(Provided data Opens)
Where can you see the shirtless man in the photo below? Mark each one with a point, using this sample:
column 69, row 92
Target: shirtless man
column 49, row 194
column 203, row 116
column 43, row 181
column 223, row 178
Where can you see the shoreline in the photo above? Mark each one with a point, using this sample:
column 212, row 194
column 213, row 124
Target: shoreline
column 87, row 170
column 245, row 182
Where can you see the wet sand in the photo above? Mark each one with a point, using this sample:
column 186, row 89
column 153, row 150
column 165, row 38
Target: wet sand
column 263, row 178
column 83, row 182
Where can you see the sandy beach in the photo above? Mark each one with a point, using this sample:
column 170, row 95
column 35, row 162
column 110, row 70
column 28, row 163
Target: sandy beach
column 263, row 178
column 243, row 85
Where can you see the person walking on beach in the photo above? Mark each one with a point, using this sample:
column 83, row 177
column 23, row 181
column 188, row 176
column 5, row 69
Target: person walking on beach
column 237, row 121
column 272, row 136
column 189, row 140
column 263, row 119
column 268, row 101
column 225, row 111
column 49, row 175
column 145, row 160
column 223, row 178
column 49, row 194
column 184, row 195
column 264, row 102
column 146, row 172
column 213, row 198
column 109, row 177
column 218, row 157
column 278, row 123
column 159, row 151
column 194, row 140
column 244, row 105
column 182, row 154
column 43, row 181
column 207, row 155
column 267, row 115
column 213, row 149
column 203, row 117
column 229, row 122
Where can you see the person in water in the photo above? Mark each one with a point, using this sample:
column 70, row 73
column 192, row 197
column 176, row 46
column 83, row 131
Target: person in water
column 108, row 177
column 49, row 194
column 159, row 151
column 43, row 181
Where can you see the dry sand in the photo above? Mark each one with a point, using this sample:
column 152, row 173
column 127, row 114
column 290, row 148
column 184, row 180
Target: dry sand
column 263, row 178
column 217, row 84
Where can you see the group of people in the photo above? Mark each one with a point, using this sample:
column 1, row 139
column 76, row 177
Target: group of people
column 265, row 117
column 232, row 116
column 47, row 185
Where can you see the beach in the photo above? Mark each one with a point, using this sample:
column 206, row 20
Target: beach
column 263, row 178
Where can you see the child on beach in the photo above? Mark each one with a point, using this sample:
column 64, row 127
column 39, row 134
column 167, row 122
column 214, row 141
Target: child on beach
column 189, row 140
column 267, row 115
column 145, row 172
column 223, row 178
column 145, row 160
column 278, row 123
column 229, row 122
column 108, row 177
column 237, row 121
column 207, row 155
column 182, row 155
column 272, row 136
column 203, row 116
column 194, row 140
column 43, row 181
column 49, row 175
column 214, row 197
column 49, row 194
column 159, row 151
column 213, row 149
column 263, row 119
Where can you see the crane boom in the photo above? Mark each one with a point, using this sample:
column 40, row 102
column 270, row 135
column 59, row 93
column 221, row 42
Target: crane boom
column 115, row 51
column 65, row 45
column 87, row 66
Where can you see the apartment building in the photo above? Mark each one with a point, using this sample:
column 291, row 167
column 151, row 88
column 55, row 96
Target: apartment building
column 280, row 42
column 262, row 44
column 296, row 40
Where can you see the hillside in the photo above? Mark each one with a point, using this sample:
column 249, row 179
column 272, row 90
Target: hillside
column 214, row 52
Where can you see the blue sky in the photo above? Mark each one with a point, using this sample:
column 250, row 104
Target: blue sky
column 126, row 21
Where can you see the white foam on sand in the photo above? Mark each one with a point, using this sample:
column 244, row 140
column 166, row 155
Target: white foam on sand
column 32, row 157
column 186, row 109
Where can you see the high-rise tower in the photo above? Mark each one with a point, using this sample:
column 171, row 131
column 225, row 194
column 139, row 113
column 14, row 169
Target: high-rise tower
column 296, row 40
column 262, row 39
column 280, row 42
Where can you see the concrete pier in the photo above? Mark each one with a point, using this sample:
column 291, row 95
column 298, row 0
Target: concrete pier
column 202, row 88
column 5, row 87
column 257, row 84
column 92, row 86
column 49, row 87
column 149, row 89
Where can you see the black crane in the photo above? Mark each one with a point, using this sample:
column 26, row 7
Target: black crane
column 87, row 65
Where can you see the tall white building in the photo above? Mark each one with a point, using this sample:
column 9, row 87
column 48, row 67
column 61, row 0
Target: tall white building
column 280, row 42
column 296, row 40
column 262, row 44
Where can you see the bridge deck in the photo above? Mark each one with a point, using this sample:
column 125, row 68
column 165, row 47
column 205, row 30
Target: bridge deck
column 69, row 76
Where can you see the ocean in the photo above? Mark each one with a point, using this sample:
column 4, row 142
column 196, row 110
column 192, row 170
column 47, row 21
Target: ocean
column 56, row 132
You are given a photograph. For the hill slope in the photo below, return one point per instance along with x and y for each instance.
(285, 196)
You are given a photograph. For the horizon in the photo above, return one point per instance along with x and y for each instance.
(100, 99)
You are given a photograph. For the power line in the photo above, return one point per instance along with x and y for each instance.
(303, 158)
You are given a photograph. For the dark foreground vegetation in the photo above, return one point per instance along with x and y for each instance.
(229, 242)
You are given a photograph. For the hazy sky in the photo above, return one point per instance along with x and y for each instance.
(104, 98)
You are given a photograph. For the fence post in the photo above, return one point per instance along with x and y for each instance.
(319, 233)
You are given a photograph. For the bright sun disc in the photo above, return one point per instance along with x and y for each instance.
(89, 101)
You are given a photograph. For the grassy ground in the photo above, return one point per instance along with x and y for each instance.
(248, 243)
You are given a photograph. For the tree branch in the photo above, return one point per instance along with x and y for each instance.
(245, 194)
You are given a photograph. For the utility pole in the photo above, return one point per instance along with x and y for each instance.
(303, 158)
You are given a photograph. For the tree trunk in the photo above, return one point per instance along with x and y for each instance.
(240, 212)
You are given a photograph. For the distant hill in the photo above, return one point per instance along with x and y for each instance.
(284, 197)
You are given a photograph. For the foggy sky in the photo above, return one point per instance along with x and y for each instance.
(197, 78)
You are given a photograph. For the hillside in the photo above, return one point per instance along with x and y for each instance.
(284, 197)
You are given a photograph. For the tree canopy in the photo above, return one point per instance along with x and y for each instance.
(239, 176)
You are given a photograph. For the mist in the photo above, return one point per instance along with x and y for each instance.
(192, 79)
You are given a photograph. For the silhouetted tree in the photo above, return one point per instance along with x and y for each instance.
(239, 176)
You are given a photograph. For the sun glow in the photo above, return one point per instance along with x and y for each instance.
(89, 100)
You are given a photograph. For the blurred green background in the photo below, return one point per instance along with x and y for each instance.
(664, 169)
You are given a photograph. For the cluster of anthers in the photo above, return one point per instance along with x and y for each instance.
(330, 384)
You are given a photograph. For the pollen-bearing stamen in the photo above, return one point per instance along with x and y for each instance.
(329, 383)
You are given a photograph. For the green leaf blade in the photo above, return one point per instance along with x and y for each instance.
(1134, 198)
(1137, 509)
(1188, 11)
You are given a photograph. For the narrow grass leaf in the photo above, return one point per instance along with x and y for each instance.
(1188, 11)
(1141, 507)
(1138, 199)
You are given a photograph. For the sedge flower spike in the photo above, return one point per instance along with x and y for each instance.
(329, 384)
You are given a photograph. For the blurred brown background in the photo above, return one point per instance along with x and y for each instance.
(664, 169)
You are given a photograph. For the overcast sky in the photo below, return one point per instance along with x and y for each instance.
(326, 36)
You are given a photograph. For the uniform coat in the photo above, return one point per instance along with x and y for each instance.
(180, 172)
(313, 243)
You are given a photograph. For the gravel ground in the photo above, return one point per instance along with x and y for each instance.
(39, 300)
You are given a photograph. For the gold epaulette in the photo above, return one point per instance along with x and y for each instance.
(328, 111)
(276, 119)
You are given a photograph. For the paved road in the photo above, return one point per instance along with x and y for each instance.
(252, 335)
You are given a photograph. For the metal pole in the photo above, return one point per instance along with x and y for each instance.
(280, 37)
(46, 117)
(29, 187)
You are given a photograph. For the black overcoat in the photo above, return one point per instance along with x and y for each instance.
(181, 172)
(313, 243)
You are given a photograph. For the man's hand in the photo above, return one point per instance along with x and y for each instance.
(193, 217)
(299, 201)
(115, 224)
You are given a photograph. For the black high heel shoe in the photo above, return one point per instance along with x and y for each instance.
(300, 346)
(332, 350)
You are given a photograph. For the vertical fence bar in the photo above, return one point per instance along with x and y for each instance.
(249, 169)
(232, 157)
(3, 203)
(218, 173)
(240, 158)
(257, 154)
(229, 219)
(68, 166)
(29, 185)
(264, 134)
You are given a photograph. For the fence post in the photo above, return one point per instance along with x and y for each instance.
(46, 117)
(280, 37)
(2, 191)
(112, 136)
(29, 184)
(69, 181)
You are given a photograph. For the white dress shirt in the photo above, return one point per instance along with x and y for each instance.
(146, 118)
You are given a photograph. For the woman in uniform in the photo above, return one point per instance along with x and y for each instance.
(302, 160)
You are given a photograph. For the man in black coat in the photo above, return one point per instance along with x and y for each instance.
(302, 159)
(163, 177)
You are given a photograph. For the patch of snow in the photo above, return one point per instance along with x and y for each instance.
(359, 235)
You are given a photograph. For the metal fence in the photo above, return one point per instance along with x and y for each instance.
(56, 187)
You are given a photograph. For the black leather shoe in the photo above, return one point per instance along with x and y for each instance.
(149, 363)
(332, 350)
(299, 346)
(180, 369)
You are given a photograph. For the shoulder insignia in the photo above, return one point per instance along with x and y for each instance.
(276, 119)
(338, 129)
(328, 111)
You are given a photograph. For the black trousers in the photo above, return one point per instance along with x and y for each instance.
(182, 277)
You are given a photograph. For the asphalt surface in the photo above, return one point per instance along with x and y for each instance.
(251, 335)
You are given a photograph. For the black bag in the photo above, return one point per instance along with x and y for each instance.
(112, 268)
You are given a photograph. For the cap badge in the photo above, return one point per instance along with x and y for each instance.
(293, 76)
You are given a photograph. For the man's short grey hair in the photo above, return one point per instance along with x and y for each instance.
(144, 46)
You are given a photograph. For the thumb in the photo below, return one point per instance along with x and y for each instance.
(Provided data Closes)
What is being asked
Beginning with the line above that contains "column 213, row 124", copy each line exactly up to and including the line that contains "column 5, row 69", and go no further.

Response area
column 213, row 124
Target: shoreline
column 87, row 170
column 245, row 182
Where can you see the wet sand in the photo above? Mark each one with a point, using this sample:
column 186, row 89
column 153, row 150
column 165, row 38
Target: wet sand
column 263, row 178
column 83, row 182
Where can you see the sandy beach in the photo above? Mark each one with a point, using this sample:
column 170, row 95
column 35, row 162
column 110, row 70
column 28, row 163
Target: sandy beach
column 263, row 178
column 243, row 85
Where can you see the person walking on beach in the photo above? Mark each one with a point, using this sample:
column 83, row 177
column 23, row 181
column 188, row 176
column 5, row 69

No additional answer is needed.